What needs to be done: Rewrite the data from the line with "Report one point per instance of the wing" through the end of the data, including both ends and all requests, and offset every answer coordinate by adding 95. Keep the numbers in the requests and their format samples unchanged, and give only these lines.

Dataset records:
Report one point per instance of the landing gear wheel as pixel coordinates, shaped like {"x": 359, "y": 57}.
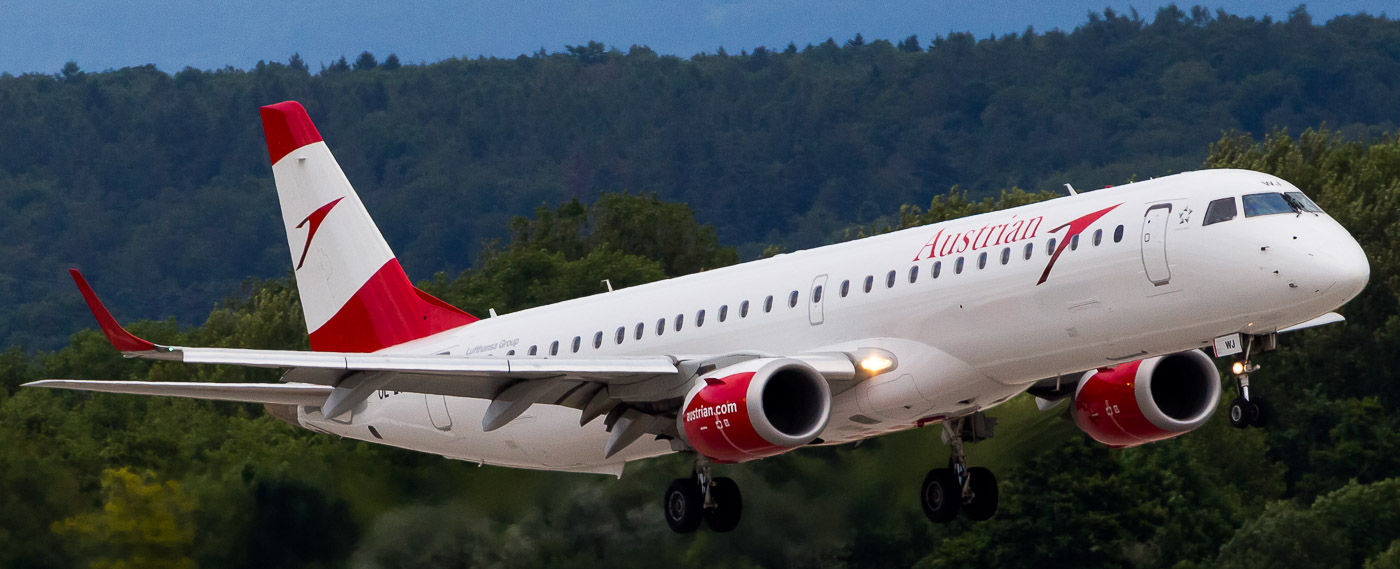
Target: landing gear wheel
{"x": 728, "y": 506}
{"x": 1260, "y": 412}
{"x": 941, "y": 495}
{"x": 1241, "y": 412}
{"x": 984, "y": 495}
{"x": 683, "y": 505}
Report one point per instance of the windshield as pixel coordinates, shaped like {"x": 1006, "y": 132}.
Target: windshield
{"x": 1269, "y": 203}
{"x": 1306, "y": 205}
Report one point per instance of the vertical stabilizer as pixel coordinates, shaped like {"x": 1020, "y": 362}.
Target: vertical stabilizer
{"x": 353, "y": 292}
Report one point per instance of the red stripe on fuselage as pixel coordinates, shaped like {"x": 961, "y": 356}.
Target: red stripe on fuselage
{"x": 385, "y": 311}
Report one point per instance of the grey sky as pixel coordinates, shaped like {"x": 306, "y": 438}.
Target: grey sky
{"x": 42, "y": 35}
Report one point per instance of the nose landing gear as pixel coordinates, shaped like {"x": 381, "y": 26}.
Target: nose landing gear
{"x": 1246, "y": 411}
{"x": 972, "y": 491}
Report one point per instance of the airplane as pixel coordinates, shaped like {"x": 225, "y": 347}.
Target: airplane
{"x": 1105, "y": 299}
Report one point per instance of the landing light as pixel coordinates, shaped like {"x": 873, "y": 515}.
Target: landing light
{"x": 875, "y": 365}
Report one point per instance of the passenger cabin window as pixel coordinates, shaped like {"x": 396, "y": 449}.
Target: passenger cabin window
{"x": 1220, "y": 210}
{"x": 1267, "y": 205}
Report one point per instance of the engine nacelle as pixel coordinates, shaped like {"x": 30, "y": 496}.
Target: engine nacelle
{"x": 755, "y": 409}
{"x": 1148, "y": 400}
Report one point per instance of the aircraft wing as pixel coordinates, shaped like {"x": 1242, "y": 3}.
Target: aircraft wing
{"x": 619, "y": 387}
{"x": 251, "y": 393}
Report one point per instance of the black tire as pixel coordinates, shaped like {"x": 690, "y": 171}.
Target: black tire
{"x": 984, "y": 495}
{"x": 941, "y": 496}
{"x": 683, "y": 505}
{"x": 1239, "y": 412}
{"x": 728, "y": 506}
{"x": 1260, "y": 412}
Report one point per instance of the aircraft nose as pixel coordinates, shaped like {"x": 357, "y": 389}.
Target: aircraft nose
{"x": 1347, "y": 264}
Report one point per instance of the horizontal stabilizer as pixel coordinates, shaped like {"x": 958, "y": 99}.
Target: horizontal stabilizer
{"x": 249, "y": 393}
{"x": 1320, "y": 321}
{"x": 119, "y": 337}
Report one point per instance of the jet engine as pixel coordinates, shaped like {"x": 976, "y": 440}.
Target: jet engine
{"x": 1148, "y": 400}
{"x": 755, "y": 409}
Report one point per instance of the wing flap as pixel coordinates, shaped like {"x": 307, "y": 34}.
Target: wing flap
{"x": 248, "y": 393}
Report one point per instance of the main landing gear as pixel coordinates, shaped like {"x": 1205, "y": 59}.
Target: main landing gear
{"x": 716, "y": 501}
{"x": 972, "y": 491}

Task response:
Report one point per instance of the wing flap as pixel coordinates, shaped like {"x": 307, "y": 34}.
Target: wing flap
{"x": 343, "y": 488}
Report one point per instance of the main landing gear as pixel coordinates, shaped like {"x": 1205, "y": 59}.
Target: main landing gear
{"x": 811, "y": 596}
{"x": 1067, "y": 586}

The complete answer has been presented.